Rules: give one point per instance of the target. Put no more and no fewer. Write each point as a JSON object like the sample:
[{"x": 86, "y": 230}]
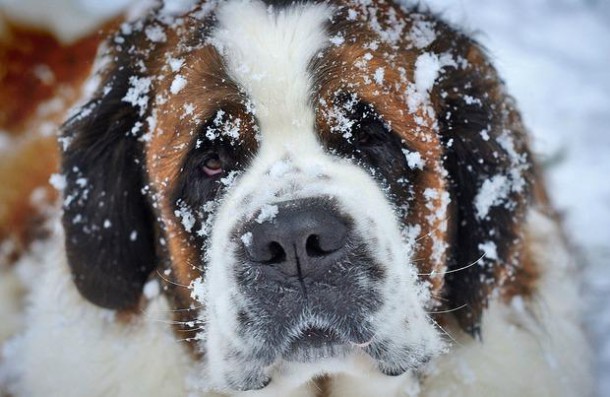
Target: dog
[{"x": 278, "y": 198}]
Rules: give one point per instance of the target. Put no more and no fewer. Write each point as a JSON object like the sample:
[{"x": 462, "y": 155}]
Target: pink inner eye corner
[{"x": 212, "y": 171}]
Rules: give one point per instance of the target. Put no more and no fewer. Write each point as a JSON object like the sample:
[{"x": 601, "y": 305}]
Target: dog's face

══════

■ Task requirements ■
Repeat all the data as it stands, dropping any images it holds.

■ Reply ■
Rules: give one point per instance of the target. Put no more and no fewer. Write each point as a JSON object like the sample:
[{"x": 86, "y": 230}]
Target: dog
[{"x": 278, "y": 198}]
Rules: give one point per instance of the target. Put no more and no fewer. Write each point as a JSON object like the sample:
[{"x": 462, "y": 155}]
Target: pink inner eye corner
[{"x": 212, "y": 171}]
Rules: give one point per instance of the target. Put no more and no fewer. Write each point as a JSON object like the sample:
[{"x": 601, "y": 305}]
Target: dog's face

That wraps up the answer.